======== Supplied records

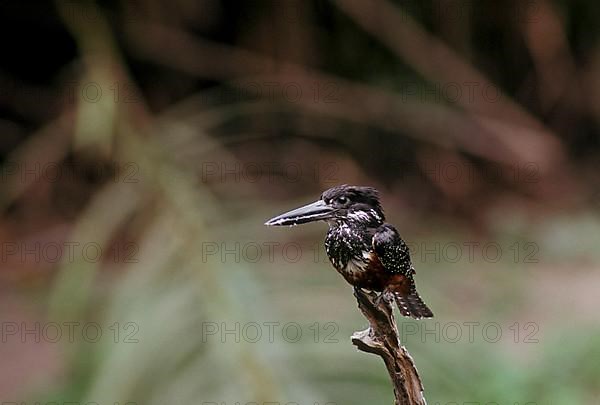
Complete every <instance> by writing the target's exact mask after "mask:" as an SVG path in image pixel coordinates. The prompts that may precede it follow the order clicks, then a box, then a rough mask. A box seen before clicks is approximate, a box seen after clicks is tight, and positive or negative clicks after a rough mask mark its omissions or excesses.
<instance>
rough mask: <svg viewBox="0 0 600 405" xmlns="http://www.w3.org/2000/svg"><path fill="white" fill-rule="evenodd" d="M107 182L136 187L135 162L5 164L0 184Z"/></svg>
mask: <svg viewBox="0 0 600 405" xmlns="http://www.w3.org/2000/svg"><path fill="white" fill-rule="evenodd" d="M82 178H85V179H89V178H93V179H106V180H108V181H112V182H113V183H139V181H140V167H139V165H138V164H137V163H135V162H109V163H96V164H92V163H85V164H83V163H69V162H43V163H42V162H19V161H11V160H9V161H6V162H4V164H3V165H2V168H1V169H0V183H7V182H17V183H21V184H31V183H59V182H68V183H75V182H76V181H79V180H80V179H82Z"/></svg>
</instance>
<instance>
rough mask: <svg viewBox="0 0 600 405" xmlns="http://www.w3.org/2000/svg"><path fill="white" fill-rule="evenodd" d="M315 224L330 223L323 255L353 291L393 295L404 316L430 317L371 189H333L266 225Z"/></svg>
mask: <svg viewBox="0 0 600 405" xmlns="http://www.w3.org/2000/svg"><path fill="white" fill-rule="evenodd" d="M314 221H325V222H326V223H327V224H328V225H329V231H328V232H327V236H326V238H325V250H326V252H327V256H328V257H329V261H330V262H331V264H332V265H333V267H334V268H335V269H336V270H337V272H338V273H340V274H341V275H342V277H344V279H345V280H346V281H347V282H348V283H350V284H351V285H352V286H353V287H354V288H358V289H363V290H370V291H375V292H377V293H380V295H379V298H378V299H386V300H388V299H390V297H393V300H394V301H395V302H396V304H397V305H398V309H399V310H400V313H401V314H402V315H403V316H406V317H410V318H414V319H421V318H431V317H433V313H432V312H431V310H430V309H429V308H428V307H427V305H425V303H424V302H423V300H422V299H421V297H420V296H419V293H418V292H417V287H416V285H415V280H414V275H415V269H414V267H413V265H412V262H411V259H410V252H409V249H408V246H407V245H406V243H405V242H404V240H402V238H401V237H400V234H399V233H398V231H397V230H396V228H394V226H392V225H390V224H388V223H386V222H385V216H384V214H383V208H382V207H381V203H380V202H379V192H378V191H377V190H376V189H374V188H372V187H361V186H349V185H342V186H336V187H333V188H330V189H329V190H327V191H325V192H323V194H321V198H319V200H317V201H315V202H314V203H312V204H308V205H305V206H303V207H300V208H297V209H294V210H292V211H289V212H286V213H284V214H281V215H279V216H276V217H275V218H272V219H270V220H268V221H267V222H265V225H267V226H294V225H300V224H305V223H308V222H314Z"/></svg>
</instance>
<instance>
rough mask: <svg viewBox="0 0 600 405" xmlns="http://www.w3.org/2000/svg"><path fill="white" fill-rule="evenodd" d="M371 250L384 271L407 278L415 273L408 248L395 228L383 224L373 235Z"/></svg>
mask: <svg viewBox="0 0 600 405" xmlns="http://www.w3.org/2000/svg"><path fill="white" fill-rule="evenodd" d="M373 250H374V251H375V253H376V254H377V257H378V258H379V261H380V262H381V264H382V265H383V267H384V268H385V270H386V271H388V272H390V273H394V274H403V275H405V276H409V275H412V274H414V273H415V270H414V269H413V266H412V262H411V260H410V251H409V249H408V246H407V245H406V243H404V241H403V240H402V238H401V237H400V235H399V234H398V231H397V230H396V228H394V227H393V226H392V225H390V224H383V225H381V226H380V227H379V228H377V231H375V234H374V235H373Z"/></svg>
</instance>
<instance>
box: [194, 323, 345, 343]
mask: <svg viewBox="0 0 600 405" xmlns="http://www.w3.org/2000/svg"><path fill="white" fill-rule="evenodd" d="M339 330H340V327H339V325H338V324H337V323H336V322H313V323H310V324H305V323H299V322H291V321H285V322H282V321H261V322H258V321H250V322H222V321H220V322H217V321H214V322H213V321H207V322H202V333H201V335H200V338H201V342H202V343H208V342H215V343H216V342H219V343H241V342H245V343H259V342H261V343H275V342H277V341H279V342H285V343H298V342H312V343H339V339H338V338H337V333H338V332H339Z"/></svg>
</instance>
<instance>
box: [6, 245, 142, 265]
mask: <svg viewBox="0 0 600 405" xmlns="http://www.w3.org/2000/svg"><path fill="white" fill-rule="evenodd" d="M138 252H139V246H138V244H137V243H135V242H125V243H120V244H113V245H110V246H109V247H105V246H103V245H101V244H100V243H97V242H81V241H61V242H1V243H0V262H1V263H9V262H10V263H15V262H18V263H23V264H27V263H29V264H31V263H36V264H40V263H49V264H57V263H75V262H78V261H84V262H86V263H99V262H103V261H112V262H114V263H137V262H138V259H137V254H138Z"/></svg>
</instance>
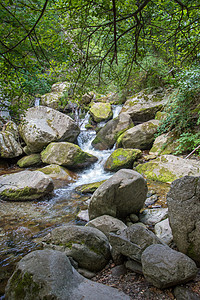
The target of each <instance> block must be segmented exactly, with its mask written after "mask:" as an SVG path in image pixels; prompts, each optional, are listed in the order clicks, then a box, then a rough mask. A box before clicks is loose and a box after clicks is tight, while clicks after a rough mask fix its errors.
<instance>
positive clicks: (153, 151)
mask: <svg viewBox="0 0 200 300" xmlns="http://www.w3.org/2000/svg"><path fill="white" fill-rule="evenodd" d="M177 146H178V143H177V142H176V141H175V140H174V138H173V136H172V134H170V133H166V134H161V135H160V136H158V137H157V138H156V139H155V141H154V143H153V146H152V148H151V149H150V151H149V153H150V154H155V155H161V154H162V155H164V154H172V153H174V152H175V151H176V147H177Z"/></svg>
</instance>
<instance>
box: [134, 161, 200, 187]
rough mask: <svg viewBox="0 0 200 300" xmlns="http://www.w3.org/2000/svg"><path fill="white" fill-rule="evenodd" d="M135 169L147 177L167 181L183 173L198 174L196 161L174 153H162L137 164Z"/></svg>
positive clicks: (192, 174) (198, 169)
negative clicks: (149, 160)
mask: <svg viewBox="0 0 200 300" xmlns="http://www.w3.org/2000/svg"><path fill="white" fill-rule="evenodd" d="M135 170H136V171H137V172H139V173H141V174H143V175H144V176H146V177H147V178H148V179H151V180H155V181H161V182H167V183H171V182H172V181H174V180H175V179H178V178H181V177H183V176H185V175H193V176H199V175H200V167H199V164H198V162H197V161H195V160H192V159H183V158H180V157H177V156H174V155H162V156H160V157H158V158H157V159H155V160H153V161H150V162H147V163H145V164H140V165H138V166H137V167H136V168H135Z"/></svg>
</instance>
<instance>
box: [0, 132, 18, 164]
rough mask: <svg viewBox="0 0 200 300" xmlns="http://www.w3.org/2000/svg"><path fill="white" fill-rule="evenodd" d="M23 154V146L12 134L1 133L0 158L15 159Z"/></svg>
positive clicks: (8, 132) (0, 132) (7, 132)
mask: <svg viewBox="0 0 200 300" xmlns="http://www.w3.org/2000/svg"><path fill="white" fill-rule="evenodd" d="M22 153H23V149H22V147H21V145H20V144H19V143H18V142H17V141H16V139H15V137H14V136H13V134H12V133H11V132H8V131H4V132H0V157H3V158H13V157H18V156H20V155H21V154H22Z"/></svg>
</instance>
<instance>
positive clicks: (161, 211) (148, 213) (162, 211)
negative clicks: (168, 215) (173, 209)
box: [139, 208, 168, 225]
mask: <svg viewBox="0 0 200 300" xmlns="http://www.w3.org/2000/svg"><path fill="white" fill-rule="evenodd" d="M167 217H168V209H167V208H155V209H151V208H150V209H148V208H147V209H145V210H144V211H143V212H142V213H141V214H140V215H139V219H140V222H142V223H144V224H146V225H155V224H156V223H158V222H160V221H162V220H164V219H166V218H167Z"/></svg>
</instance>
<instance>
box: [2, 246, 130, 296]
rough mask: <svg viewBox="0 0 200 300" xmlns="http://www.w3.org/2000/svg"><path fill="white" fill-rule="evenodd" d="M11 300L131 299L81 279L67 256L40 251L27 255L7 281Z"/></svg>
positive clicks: (9, 293) (115, 290)
mask: <svg viewBox="0 0 200 300" xmlns="http://www.w3.org/2000/svg"><path fill="white" fill-rule="evenodd" d="M6 299H9V300H11V299H12V300H37V299H41V300H45V299H54V300H72V299H76V300H81V299H87V300H94V299H95V300H102V299H105V300H114V299H116V300H128V299H130V298H129V297H128V296H127V295H125V294H124V293H123V292H119V291H118V290H116V289H114V288H112V287H108V286H105V285H103V284H100V283H96V282H93V281H90V280H88V279H86V278H84V277H83V276H81V275H80V274H79V273H78V272H77V271H76V270H75V269H74V268H73V267H72V266H71V264H70V261H69V259H68V258H67V256H66V255H65V254H64V253H61V252H59V251H53V250H37V251H34V252H31V253H29V254H28V255H26V256H25V257H24V258H22V260H21V261H20V262H19V263H18V264H17V267H16V269H15V271H14V273H13V275H12V276H11V278H10V279H9V281H8V284H7V287H6Z"/></svg>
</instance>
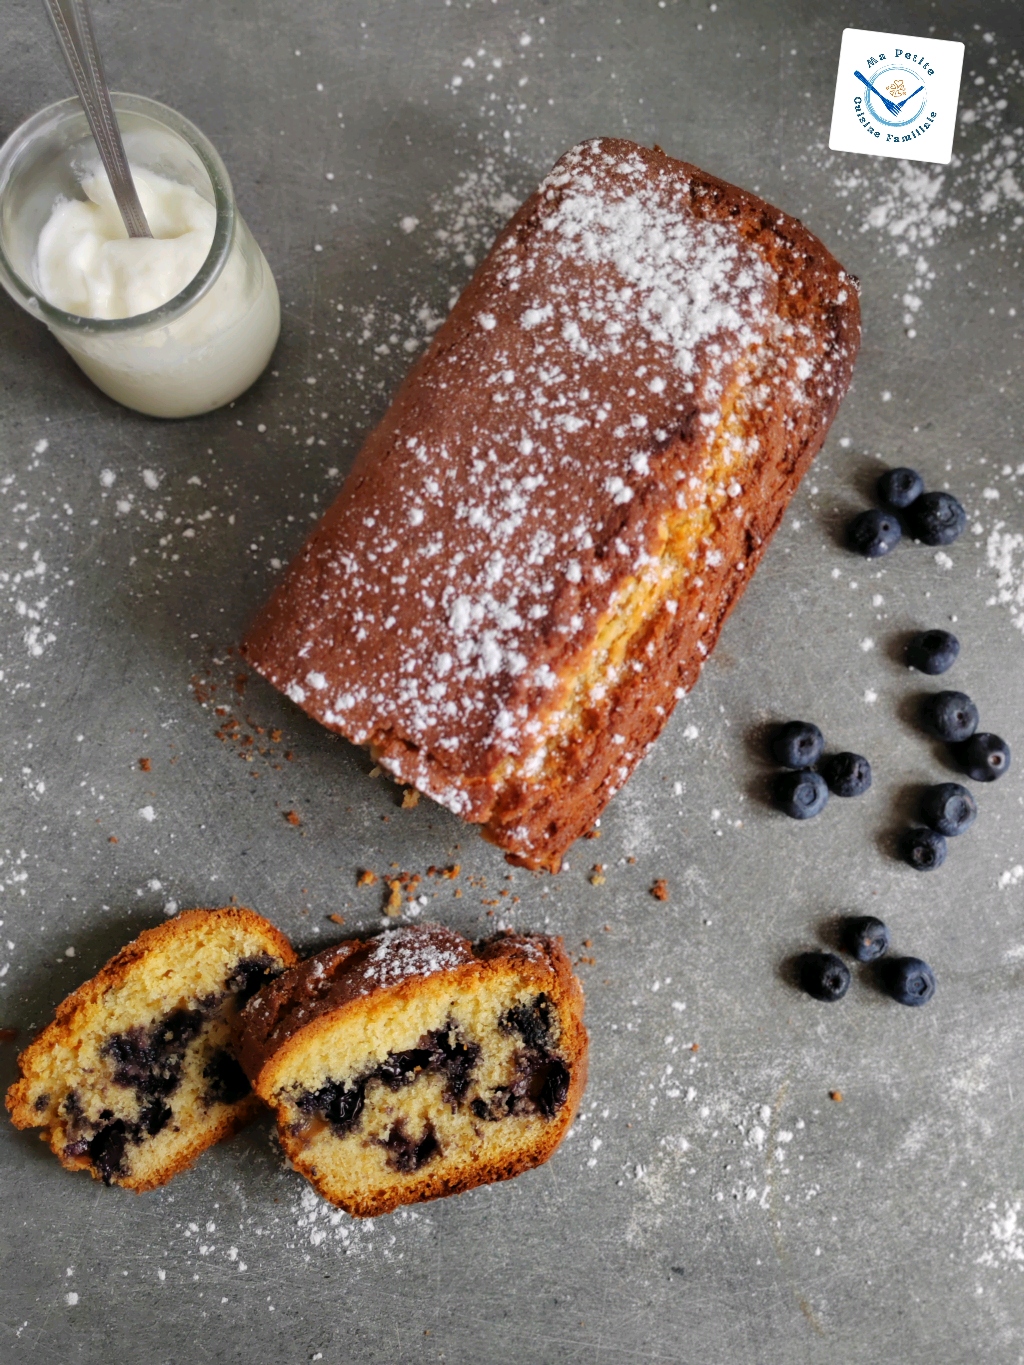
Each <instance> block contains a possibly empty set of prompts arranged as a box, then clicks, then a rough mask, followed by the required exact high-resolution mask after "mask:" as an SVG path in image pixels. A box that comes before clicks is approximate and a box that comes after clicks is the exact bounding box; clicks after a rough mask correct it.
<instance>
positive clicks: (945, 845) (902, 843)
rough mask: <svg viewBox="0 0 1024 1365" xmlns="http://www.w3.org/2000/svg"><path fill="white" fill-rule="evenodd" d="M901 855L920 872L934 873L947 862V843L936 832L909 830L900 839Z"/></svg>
mask: <svg viewBox="0 0 1024 1365" xmlns="http://www.w3.org/2000/svg"><path fill="white" fill-rule="evenodd" d="M900 854H901V857H902V860H904V863H909V864H911V867H915V868H916V870H918V871H919V872H933V871H934V870H935V868H937V867H942V864H943V863H945V861H946V841H945V839H943V838H942V835H941V834H938V833H937V831H935V830H907V831H905V834H904V835H902V838H901V839H900Z"/></svg>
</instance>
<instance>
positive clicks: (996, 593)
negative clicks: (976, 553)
mask: <svg viewBox="0 0 1024 1365" xmlns="http://www.w3.org/2000/svg"><path fill="white" fill-rule="evenodd" d="M986 560H987V564H989V568H990V569H994V571H995V592H994V595H993V597H990V598H989V603H987V605H989V606H997V605H998V606H1006V607H1009V612H1010V621H1013V624H1014V625H1016V627H1017V629H1019V631H1020V632H1021V633H1024V532H1020V531H1008V530H1006V524H1005V521H997V523H995V526H994V528H993V530H991V532H990V534H989V541H987V543H986Z"/></svg>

================

Exercise description = Say how many lines in the data include the string "that", giving the number alone.

Exercise result = 2